THINGS TO DO ::
[a] Write out the passage of the Brexit divorce bill article between "Despite the claim, ministers" and "remaining 27 countries.", inclusive.
[b] In the Brexit divorce bill article, what is the official name the Withdrawal Agreement uses for the payment?

QUOTED PASSAGE ::

= Brexit divorce bill =

Payment owed by the UK to the EU upon exit

The term "Brexit divorce bill" refers to payment due to the European Union (EU) from the United Kingdom (UK) when it left the EU (a process commonly referred to as Brexit) to settle the UK's share of the financing of all the obligations undertaken while it was a member of the EU. In the Withdrawal Agreement, it is officially referred to as the "financial settlement".

As of July 2022, HM Treasury's estimate of the financial settlement when the UK left the EU on 31 January 2020 was £30.2 billion (€34.8 billion). From 31 January to 31 December 2020, the UK was in a transition period, and continued to contribute to the EU as if it were a member until the end of the transition period, reducing the amount of the financial settlement. From December 2020, the payments accrue twice a year. By 31 December 2023, the UK had paid a net amount of £23.8 billion, leaving an estimated £6.4 billion outstanding. A further £2.4 billion was due to have been paid by May 2024 with the remaining £4.0 billion being payable up until 2065.

The UK and EU began negotiations with differing perspectives on the basis for the bill. The UK side saw it as payment for preferential access to the European Single Market whereas the EU saw it as obligations previously agreed to funding the budget round ending 2020 and for its share of longer-range commitments. In December 2017, the negotiators reached agreement on the scope of these commitments and the methods for their valuation.

==History of the negotiations==
During the 2016 United Kingdom European Union membership referendum, Vote Leave claimed that the UK was sending £350 million to the EU every week (the Institute for Fiscal Studies estimated the true net figure as being about half this.). Following the referendum, the UK signalled that it may consider paying the EU to attain preferential access to the European Single Market and may offer to pay liabilities on a moral and co-operative basis, even if not legally obliged to do so, to secure a preferential working relationship with the EU. In Prime Minister Theresa May's speech on 17 January 2017 setting out the UK's plans to negotiate Brexit, she stated:

"And because we will no longer be members of the single market, we will not be required to contribute huge sums to the EU budget. There may be some specific European programmes in which we might want to participate. If so, and this will be for us to decide, it is reasonable that we should make an appropriate contribution. But the principle is clear: the days of Britain making vast contributions to the European Union every year will end."

Despite the claim, ministers and officials, including Secretary of State for Exiting the European Union David Davis, had already indicated that some kind of payment to the EU might have to be part of a future trade deal and the House of Lords were told in January 2017 that the UK may have to contribute to the EU's budget after Brexit because of previous obligations entered into, unless a deal is done.

The leaders of France and Germany both stated that the UK would need to agree to terms regarding departure, including in relation to a divorce bill, before discussing future relationships. This was reinforced by EU27 guidelines issued to the remaining 27 countries.

Estimates of over £50 billion appeared for a divorce bill and there were concerns raised about whether, and how much, the UK would owe the EU and that such a dispute could lead to an early end to negotiations, with the UK leaving the EU without a deal. Secretary of State for International Trade Liam Fox claimed it would be “absurd” for the UK to pay a large sum and Conservative Party MP John Redwood said there was no legal basis to the demands.

EXTRACTED ENTRIES ::

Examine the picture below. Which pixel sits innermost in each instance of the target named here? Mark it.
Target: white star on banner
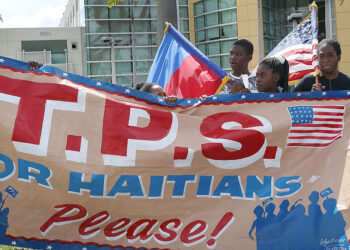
(313, 178)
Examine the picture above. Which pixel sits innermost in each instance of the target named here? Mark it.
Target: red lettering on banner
(249, 142)
(117, 229)
(142, 230)
(63, 216)
(90, 227)
(122, 135)
(193, 233)
(171, 235)
(30, 130)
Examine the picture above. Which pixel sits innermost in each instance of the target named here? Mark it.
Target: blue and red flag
(299, 47)
(182, 70)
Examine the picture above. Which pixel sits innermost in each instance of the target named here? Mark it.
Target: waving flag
(299, 47)
(182, 70)
(315, 126)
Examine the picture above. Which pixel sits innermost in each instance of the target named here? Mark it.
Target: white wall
(10, 42)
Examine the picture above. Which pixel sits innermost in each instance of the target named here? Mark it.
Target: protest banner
(85, 164)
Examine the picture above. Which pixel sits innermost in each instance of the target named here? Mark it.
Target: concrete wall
(10, 42)
(342, 25)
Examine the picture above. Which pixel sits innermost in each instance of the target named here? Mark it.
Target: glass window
(145, 53)
(198, 8)
(124, 80)
(143, 67)
(153, 12)
(200, 36)
(228, 16)
(184, 26)
(212, 19)
(95, 40)
(123, 67)
(126, 39)
(102, 78)
(227, 4)
(97, 26)
(229, 31)
(199, 22)
(210, 5)
(226, 46)
(120, 12)
(145, 39)
(99, 68)
(97, 12)
(215, 59)
(213, 33)
(96, 2)
(213, 48)
(141, 12)
(153, 26)
(123, 54)
(202, 48)
(183, 12)
(142, 26)
(101, 54)
(58, 58)
(120, 26)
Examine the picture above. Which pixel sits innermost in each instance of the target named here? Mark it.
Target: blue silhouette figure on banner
(294, 229)
(3, 218)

EXPECTED ANSWERS ::
[a]
Despite the claim, ministers and officials, including Secretary of State for Exiting the European Union David Davis, had already indicated that some kind of payment to the EU might have to be part of a future trade deal and the House of Lords were told in January 2017 that the UK may have to contribute to the EU's budget after Brexit because of previous obligations entered into, unless a deal is done.

The leaders of France and Germany both stated that the UK would need to agree to terms regarding departure, including in relation to a divorce bill, before discussing future relationships. This was reinforced by EU27 guidelines issued to the remaining 27 countries.

[b] The "financial settlement."